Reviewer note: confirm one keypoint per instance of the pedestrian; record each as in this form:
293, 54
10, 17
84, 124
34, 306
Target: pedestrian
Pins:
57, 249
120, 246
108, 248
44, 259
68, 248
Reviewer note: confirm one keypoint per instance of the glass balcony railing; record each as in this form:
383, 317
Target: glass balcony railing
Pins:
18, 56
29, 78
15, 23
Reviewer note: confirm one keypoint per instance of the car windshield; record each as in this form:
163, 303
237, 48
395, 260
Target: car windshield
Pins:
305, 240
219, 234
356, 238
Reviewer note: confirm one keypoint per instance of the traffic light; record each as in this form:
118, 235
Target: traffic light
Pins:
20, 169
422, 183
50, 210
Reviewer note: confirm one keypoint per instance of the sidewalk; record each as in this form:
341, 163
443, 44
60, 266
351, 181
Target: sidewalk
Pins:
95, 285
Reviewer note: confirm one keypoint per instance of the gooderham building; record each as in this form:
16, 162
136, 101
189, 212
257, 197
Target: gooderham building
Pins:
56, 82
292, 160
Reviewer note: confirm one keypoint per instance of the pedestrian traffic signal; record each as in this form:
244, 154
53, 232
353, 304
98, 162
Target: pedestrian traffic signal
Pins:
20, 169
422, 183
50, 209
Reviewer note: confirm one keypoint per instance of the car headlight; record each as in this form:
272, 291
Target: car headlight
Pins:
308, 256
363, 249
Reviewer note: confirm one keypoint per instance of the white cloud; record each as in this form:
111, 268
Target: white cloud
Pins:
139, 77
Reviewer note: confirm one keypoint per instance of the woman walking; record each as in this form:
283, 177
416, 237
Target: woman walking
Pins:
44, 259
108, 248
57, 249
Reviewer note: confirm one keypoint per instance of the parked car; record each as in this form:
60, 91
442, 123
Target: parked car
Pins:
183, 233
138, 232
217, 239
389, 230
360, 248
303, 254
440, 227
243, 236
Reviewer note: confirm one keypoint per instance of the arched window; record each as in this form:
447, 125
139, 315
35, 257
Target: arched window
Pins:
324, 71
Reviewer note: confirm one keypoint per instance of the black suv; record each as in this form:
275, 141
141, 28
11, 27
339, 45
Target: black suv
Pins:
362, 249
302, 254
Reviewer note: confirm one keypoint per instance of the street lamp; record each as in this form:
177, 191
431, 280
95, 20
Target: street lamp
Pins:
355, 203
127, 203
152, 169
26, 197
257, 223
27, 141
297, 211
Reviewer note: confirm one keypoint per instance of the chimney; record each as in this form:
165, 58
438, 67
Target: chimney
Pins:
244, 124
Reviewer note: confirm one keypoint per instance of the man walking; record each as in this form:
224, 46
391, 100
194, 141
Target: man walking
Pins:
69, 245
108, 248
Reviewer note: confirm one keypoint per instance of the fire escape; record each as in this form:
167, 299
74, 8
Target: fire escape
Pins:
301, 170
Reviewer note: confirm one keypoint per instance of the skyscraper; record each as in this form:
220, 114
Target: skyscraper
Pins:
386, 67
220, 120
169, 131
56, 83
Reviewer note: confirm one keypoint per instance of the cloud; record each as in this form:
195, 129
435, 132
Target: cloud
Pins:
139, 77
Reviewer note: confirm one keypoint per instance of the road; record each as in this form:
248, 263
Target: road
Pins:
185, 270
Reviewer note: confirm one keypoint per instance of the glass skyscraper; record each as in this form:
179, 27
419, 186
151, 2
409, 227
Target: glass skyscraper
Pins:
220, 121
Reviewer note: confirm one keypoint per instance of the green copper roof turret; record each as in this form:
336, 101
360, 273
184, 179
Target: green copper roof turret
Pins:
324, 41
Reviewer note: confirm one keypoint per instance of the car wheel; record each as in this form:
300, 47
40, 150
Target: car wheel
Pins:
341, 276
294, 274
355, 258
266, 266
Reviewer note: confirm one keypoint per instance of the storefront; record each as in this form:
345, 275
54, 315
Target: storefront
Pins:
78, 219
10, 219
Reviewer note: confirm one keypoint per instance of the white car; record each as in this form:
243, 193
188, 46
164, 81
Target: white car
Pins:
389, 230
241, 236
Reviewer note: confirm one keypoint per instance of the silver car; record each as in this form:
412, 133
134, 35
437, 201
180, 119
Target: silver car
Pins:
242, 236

***

* What the task asks *
Every line in the entries above that has the word "glass" should be identified and copied.

* Answer for this exercise *
Reviewer note: confirm one keypoint per instance of the glass balcony railing; record each as in this form:
Target: glass balcony railing
Reviewer note: confirm one keypoint per instance of the glass skyscraper; record each as in this form:
Target: glass skyscraper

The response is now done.